### Directions for this task
Your task is to reproduce exactly the lines from the line with "Please pick out the wooden" through the end of the records below.

### Dataset
* * * * * * *

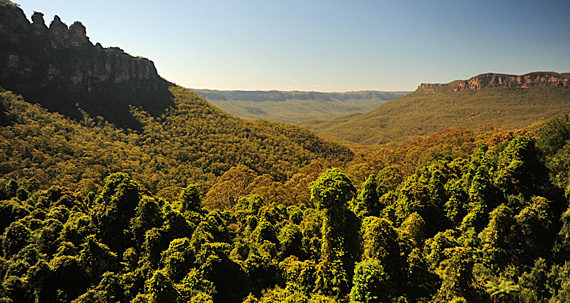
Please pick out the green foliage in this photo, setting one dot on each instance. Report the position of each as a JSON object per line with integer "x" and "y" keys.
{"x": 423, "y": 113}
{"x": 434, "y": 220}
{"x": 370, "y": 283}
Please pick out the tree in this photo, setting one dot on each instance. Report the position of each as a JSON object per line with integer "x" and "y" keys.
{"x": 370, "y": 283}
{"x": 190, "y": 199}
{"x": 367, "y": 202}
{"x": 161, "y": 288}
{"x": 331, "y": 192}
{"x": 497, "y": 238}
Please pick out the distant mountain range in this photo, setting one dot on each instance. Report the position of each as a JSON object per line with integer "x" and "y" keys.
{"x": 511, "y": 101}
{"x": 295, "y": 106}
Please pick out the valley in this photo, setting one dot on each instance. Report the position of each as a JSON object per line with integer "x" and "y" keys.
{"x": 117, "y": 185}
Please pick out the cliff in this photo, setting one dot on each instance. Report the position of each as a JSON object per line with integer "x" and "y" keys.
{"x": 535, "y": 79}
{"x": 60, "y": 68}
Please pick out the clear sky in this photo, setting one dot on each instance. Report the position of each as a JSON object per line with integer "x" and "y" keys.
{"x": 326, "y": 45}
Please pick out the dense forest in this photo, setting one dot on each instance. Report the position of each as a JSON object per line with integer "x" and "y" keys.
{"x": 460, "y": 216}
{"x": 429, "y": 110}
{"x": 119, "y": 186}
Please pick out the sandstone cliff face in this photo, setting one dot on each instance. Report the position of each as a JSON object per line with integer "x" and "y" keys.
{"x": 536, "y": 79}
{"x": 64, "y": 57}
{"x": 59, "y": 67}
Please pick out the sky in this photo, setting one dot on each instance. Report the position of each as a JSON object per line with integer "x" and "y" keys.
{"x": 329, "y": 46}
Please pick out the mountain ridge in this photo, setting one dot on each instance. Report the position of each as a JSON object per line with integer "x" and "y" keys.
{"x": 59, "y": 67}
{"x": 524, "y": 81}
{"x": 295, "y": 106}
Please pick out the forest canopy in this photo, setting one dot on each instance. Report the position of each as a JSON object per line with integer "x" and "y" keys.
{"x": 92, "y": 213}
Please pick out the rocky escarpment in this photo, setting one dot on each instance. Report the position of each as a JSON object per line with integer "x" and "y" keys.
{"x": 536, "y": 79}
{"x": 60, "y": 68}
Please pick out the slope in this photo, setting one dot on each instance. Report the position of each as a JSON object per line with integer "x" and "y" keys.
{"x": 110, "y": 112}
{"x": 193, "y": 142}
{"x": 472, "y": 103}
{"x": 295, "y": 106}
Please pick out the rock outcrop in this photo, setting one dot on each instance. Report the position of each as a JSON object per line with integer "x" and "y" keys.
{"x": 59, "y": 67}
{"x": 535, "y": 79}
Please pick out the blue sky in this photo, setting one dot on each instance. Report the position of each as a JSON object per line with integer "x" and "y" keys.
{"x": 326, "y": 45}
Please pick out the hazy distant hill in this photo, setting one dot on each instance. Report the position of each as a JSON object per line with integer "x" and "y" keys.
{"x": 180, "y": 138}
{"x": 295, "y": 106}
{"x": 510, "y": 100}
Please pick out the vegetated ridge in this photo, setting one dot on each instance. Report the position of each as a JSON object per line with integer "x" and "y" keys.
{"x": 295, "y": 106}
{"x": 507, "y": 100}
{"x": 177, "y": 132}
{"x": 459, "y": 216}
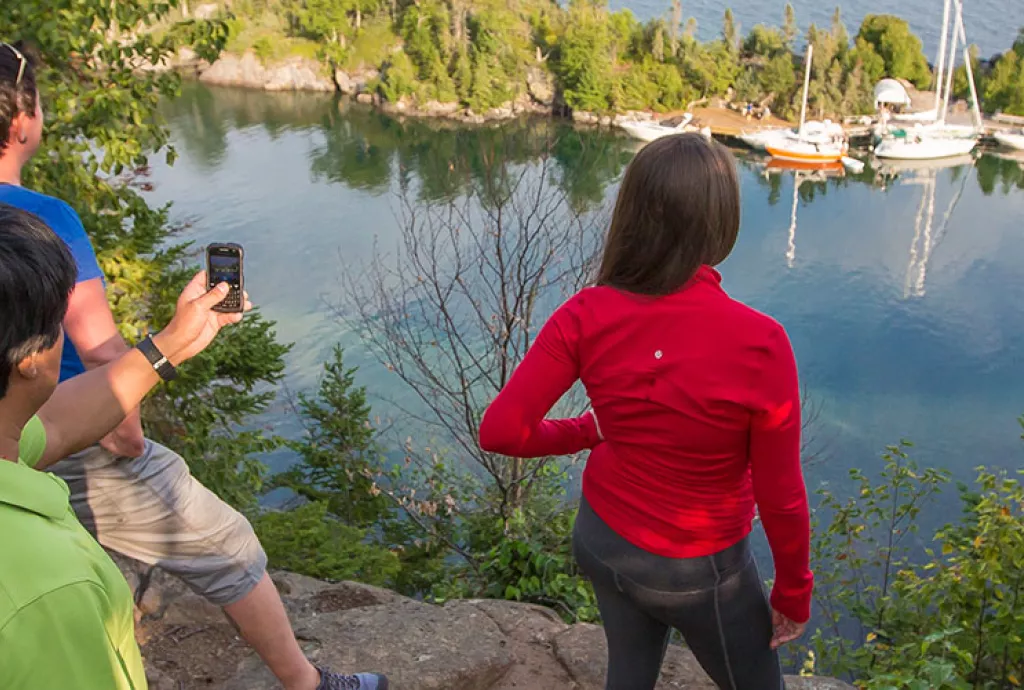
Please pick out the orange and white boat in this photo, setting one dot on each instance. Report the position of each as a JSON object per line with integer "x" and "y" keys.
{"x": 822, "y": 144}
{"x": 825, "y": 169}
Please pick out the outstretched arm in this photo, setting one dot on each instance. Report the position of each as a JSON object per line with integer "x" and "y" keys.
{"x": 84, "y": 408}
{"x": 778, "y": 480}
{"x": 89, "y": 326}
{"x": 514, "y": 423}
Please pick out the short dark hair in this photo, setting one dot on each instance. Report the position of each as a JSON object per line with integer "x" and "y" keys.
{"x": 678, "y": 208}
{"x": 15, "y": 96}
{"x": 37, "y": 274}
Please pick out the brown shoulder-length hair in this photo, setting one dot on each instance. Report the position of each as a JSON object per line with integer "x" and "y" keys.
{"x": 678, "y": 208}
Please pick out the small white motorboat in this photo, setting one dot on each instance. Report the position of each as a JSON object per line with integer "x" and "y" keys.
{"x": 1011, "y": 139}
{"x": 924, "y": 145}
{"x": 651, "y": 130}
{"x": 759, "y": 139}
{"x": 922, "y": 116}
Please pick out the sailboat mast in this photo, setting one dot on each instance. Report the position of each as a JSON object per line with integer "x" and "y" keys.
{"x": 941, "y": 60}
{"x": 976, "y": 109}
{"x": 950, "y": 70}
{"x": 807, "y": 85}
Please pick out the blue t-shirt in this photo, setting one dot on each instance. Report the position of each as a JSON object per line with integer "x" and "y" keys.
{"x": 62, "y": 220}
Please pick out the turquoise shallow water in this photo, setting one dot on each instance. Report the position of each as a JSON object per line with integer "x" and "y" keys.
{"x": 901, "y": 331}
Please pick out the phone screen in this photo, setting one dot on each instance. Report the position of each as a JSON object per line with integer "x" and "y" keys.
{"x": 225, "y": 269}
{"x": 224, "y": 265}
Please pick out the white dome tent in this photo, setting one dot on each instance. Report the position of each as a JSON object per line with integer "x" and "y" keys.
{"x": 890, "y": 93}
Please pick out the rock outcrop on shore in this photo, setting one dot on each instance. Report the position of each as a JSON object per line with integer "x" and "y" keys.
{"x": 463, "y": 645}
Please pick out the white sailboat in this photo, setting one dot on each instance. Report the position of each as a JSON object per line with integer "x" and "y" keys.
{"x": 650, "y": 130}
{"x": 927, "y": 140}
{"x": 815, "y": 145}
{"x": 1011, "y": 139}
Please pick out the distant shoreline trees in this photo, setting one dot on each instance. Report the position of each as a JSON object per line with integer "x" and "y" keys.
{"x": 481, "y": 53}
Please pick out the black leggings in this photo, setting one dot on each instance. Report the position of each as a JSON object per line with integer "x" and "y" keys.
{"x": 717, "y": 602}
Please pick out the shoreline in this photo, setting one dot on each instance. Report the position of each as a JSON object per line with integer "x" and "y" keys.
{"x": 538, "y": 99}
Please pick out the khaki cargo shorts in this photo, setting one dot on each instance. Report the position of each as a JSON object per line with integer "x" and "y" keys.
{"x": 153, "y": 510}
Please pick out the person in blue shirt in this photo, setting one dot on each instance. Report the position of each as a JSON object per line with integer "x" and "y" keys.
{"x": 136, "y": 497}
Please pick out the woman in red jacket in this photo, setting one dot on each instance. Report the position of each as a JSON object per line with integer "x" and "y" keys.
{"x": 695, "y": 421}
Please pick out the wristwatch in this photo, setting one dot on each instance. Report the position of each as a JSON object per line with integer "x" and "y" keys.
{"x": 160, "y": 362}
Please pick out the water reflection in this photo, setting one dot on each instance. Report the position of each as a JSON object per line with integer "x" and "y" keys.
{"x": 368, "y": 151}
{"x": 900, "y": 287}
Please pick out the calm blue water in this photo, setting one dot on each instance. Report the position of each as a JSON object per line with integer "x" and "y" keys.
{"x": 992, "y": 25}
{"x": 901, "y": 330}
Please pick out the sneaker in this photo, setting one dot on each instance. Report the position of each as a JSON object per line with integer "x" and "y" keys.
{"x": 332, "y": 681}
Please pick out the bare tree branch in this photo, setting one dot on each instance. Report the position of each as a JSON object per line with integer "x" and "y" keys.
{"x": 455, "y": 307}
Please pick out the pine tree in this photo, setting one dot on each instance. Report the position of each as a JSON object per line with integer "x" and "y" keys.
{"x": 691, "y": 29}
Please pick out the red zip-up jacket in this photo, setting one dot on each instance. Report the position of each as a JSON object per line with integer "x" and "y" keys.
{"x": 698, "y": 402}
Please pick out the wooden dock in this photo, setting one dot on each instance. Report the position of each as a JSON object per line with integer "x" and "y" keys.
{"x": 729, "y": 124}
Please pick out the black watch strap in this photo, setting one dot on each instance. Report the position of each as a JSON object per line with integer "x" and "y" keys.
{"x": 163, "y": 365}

* * * * * * *

### Task output
Please pick out the wooden dock in this photo, setting one dot on each instance. Report the position of each as a JSON object per line with integer "x" and "y" keys.
{"x": 729, "y": 124}
Please pick out the black watch strap in this photo, setting one dot on each instance. Report the position of each as a JSON object per line with integer "x" and "y" keys.
{"x": 163, "y": 365}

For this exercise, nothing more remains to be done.